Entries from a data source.
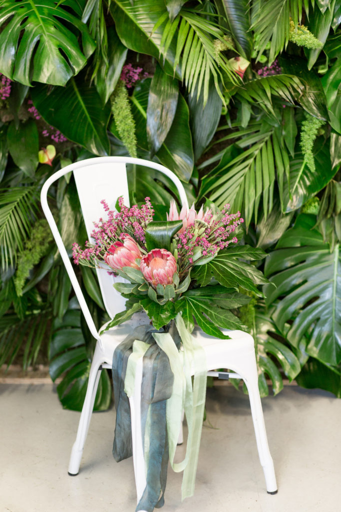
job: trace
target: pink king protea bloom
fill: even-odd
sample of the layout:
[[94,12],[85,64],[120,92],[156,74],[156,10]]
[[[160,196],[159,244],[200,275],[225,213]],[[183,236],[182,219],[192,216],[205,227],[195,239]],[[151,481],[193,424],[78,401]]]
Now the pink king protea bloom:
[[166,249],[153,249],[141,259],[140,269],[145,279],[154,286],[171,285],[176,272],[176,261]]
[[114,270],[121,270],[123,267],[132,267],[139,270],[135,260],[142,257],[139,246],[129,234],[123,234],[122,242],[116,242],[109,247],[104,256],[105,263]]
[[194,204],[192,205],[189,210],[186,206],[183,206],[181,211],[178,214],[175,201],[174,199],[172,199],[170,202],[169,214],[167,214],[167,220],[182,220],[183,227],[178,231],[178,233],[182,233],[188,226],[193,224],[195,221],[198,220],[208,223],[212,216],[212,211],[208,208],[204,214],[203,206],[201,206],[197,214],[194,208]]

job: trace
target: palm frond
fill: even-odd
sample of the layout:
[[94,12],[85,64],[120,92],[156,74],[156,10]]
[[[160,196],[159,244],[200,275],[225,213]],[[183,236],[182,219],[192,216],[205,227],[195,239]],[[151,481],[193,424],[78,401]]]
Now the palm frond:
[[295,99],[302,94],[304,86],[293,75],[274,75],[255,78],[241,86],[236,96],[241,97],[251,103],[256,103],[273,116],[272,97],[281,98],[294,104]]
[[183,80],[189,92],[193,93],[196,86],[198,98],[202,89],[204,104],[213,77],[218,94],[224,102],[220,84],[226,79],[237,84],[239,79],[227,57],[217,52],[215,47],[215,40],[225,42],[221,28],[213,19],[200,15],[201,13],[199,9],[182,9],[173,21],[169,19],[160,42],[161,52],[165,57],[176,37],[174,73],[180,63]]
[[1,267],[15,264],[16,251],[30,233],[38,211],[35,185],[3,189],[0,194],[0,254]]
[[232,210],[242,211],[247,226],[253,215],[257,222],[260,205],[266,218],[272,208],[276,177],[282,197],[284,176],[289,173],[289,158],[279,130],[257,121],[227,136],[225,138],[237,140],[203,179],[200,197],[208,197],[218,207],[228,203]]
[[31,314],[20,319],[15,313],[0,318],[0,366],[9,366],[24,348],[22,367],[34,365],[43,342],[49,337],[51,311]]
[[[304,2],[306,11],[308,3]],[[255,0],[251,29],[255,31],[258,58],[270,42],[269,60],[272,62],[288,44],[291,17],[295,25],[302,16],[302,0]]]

Exercise aim.
Copy the listing lines exactly, from the very start of the listing through the line containing "Now the pink", including both ends. Leave the pictures out of your answer.

Reply to the task.
job: trace
target: pink king protea bloom
fill: even-odd
sample of the layout:
[[94,12],[85,64],[120,92],[156,74],[156,10]]
[[[160,196],[159,244],[200,275],[225,213]],[[183,236],[182,219],[192,216],[205,227],[195,239]],[[151,481],[193,424],[78,401]]]
Now the pink king protea bloom:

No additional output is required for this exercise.